◆ What to do
Rewrite the records as a Markdown table with the columns "Row" and "Line", from the line containing "Detection annotation — mark the pink lipstick" through the end of the records. Skip blank lines and leave the pictures out.

◆ Data to use

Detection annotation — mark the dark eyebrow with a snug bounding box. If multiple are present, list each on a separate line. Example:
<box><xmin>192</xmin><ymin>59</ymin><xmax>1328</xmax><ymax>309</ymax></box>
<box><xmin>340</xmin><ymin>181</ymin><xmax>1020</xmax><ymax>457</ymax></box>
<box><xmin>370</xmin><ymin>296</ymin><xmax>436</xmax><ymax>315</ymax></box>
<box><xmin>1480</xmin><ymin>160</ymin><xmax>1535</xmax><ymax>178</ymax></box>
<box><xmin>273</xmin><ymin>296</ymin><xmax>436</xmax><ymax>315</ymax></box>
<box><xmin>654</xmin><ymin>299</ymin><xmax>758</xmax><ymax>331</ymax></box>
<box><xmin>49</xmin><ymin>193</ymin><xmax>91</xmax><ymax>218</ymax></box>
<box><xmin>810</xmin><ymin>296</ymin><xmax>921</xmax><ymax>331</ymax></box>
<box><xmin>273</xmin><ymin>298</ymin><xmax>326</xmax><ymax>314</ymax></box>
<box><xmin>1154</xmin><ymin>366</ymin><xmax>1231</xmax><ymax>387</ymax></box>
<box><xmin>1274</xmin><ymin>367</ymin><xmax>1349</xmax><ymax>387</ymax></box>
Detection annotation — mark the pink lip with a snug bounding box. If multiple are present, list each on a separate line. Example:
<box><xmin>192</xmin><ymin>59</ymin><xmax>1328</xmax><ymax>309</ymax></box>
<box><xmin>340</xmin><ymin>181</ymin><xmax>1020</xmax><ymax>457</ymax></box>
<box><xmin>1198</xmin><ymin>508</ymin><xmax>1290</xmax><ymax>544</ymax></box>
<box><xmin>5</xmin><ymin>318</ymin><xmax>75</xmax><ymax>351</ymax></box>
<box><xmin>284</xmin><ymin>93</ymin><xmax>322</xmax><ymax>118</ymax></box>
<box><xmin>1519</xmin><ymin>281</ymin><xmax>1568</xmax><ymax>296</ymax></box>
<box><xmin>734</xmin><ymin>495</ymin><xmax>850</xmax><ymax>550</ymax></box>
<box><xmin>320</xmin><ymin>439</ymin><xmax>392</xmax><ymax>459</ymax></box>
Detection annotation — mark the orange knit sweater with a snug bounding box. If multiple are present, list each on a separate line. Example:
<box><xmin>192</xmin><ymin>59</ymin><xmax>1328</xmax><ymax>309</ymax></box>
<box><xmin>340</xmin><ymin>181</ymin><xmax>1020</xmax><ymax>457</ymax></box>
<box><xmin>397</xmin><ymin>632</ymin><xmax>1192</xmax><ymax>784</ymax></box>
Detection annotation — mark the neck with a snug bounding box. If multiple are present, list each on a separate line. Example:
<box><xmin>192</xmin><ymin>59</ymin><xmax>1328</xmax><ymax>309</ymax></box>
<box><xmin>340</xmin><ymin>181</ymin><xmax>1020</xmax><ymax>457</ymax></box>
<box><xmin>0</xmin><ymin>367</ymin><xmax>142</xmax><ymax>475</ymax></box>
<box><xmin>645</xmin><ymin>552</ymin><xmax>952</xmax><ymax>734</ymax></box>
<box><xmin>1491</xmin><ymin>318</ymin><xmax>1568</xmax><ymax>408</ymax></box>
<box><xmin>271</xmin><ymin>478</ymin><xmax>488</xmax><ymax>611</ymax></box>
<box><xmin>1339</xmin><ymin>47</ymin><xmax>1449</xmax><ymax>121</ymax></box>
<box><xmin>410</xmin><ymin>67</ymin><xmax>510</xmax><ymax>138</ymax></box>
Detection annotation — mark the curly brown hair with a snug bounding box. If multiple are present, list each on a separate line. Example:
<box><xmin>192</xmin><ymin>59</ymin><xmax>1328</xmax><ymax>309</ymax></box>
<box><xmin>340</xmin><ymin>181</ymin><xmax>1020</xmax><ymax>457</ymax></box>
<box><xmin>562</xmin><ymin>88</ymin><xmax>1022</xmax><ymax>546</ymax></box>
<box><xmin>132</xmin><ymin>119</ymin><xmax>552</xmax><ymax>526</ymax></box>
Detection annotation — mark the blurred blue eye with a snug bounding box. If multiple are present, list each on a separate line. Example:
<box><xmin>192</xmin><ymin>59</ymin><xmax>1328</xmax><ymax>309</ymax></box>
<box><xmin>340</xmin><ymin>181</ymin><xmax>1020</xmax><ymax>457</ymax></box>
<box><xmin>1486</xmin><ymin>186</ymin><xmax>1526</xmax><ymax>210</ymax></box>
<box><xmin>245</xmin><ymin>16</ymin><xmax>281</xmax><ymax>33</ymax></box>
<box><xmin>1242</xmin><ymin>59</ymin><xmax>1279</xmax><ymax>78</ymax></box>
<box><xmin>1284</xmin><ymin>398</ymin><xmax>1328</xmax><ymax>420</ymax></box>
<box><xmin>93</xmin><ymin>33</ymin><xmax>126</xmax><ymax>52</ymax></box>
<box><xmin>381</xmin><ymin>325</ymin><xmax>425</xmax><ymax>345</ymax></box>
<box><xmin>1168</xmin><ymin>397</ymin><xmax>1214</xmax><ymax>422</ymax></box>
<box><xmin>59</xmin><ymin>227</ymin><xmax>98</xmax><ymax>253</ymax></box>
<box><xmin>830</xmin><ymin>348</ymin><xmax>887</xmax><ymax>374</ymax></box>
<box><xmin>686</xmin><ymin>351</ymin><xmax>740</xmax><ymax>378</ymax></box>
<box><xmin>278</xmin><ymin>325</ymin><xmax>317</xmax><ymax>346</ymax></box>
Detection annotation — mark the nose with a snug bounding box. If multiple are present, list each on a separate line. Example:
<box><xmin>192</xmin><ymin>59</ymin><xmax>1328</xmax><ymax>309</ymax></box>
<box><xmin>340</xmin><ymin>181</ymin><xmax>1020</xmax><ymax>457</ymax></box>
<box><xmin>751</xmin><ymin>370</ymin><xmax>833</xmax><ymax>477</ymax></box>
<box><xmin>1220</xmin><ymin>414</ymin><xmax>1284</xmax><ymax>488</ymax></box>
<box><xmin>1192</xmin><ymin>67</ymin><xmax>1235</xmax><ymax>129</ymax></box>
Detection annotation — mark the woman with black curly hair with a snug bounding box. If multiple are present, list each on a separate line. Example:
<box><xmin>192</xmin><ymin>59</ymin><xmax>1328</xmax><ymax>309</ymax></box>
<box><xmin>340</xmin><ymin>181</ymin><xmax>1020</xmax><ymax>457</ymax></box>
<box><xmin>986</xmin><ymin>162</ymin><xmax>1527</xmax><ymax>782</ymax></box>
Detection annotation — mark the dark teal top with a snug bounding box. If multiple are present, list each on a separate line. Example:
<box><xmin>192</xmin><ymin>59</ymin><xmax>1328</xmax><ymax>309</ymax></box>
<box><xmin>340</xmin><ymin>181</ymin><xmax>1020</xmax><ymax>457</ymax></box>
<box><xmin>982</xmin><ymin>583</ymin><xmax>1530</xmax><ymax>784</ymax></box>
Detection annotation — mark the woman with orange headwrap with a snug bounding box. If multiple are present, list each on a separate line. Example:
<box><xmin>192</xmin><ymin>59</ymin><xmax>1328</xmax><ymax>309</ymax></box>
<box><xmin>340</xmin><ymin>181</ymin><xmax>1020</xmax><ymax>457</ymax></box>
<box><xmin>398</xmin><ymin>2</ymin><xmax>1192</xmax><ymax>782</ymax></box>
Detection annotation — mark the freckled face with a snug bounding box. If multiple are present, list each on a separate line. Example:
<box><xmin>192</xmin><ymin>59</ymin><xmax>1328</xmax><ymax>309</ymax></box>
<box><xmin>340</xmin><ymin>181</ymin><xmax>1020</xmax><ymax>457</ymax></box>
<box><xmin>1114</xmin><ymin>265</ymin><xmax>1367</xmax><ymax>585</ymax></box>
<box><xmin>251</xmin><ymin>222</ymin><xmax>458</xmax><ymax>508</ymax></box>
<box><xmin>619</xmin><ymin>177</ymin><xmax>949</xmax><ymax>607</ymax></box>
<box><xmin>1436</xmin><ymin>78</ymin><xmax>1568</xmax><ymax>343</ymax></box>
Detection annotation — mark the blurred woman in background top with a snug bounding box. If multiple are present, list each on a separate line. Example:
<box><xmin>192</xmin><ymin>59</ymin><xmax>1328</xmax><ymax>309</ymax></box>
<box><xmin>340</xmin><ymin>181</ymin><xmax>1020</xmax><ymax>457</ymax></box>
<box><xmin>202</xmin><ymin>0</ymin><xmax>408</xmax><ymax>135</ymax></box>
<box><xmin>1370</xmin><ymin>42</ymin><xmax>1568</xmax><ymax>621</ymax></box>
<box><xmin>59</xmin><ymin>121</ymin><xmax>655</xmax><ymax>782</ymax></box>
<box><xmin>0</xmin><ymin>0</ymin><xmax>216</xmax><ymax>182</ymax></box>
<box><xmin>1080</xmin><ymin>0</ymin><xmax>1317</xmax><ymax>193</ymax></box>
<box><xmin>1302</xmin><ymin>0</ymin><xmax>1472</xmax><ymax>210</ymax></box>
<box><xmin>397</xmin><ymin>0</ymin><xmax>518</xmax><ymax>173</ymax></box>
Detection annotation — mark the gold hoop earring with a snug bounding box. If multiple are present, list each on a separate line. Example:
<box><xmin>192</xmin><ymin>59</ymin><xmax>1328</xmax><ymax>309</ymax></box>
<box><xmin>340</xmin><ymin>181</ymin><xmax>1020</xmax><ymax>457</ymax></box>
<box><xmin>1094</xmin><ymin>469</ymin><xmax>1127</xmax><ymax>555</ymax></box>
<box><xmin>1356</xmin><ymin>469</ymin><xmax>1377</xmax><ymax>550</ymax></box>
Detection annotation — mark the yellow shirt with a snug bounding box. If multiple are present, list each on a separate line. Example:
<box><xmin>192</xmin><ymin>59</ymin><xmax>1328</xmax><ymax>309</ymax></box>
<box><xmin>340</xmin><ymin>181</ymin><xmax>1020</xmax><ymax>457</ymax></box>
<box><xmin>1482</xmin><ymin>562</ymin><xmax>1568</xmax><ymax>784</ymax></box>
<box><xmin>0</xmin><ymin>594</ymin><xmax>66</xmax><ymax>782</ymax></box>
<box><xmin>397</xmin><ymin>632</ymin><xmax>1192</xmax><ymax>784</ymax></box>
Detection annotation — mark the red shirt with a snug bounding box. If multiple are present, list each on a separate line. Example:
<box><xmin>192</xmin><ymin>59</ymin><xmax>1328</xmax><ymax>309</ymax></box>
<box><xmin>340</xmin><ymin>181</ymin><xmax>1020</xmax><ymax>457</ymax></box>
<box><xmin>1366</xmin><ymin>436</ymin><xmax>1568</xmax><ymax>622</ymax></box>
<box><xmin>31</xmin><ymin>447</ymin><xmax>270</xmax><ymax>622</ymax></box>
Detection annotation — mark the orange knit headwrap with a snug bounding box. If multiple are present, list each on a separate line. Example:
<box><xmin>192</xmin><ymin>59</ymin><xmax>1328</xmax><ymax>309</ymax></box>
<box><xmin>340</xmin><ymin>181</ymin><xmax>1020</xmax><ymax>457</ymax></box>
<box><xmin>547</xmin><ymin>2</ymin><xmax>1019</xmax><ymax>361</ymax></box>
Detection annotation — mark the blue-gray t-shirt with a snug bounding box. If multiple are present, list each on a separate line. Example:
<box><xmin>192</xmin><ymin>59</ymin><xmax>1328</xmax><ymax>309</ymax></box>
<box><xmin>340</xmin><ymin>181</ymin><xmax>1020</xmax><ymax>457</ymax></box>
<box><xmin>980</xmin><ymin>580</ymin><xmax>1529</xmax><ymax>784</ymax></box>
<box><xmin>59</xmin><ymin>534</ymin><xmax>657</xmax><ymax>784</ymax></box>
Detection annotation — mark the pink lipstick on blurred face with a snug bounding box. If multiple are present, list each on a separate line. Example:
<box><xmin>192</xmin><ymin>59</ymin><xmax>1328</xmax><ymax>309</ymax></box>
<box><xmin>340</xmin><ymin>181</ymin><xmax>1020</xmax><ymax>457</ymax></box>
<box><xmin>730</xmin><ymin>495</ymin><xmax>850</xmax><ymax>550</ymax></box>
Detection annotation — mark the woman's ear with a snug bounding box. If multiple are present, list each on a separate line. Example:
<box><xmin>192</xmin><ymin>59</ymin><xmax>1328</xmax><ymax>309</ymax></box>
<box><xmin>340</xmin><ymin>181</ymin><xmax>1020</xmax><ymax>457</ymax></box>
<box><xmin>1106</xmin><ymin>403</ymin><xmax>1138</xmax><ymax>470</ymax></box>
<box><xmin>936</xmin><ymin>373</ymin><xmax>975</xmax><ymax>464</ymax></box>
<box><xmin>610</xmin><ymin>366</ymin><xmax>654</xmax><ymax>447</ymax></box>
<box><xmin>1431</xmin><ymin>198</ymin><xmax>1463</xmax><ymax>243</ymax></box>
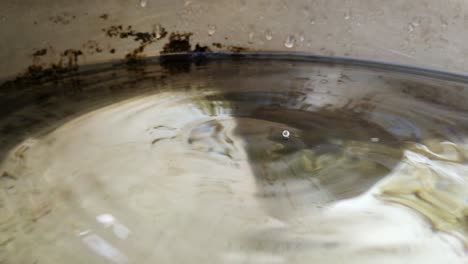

◆ Answer to the problem
| Row | Line |
|---|---|
| 1 | Detection annotation — mark the pink lipstick on blurred face with a snug bounding box. If multiple are present, list each on a separate line. Example: |
| 2 | <box><xmin>192</xmin><ymin>59</ymin><xmax>1328</xmax><ymax>309</ymax></box> |
| 3 | <box><xmin>340</xmin><ymin>181</ymin><xmax>1020</xmax><ymax>457</ymax></box> |
| 4 | <box><xmin>730</xmin><ymin>495</ymin><xmax>850</xmax><ymax>550</ymax></box> |
| 5 | Detection annotation — mark the woman's ear with a snug bounding box. If multiple are present, list each on a separate line. Example: |
| 6 | <box><xmin>192</xmin><ymin>59</ymin><xmax>1328</xmax><ymax>309</ymax></box> |
| 7 | <box><xmin>340</xmin><ymin>181</ymin><xmax>1020</xmax><ymax>457</ymax></box> |
| 8 | <box><xmin>1106</xmin><ymin>403</ymin><xmax>1138</xmax><ymax>470</ymax></box> |
| 9 | <box><xmin>936</xmin><ymin>373</ymin><xmax>975</xmax><ymax>464</ymax></box> |
| 10 | <box><xmin>610</xmin><ymin>366</ymin><xmax>654</xmax><ymax>447</ymax></box> |
| 11 | <box><xmin>1431</xmin><ymin>198</ymin><xmax>1463</xmax><ymax>243</ymax></box> |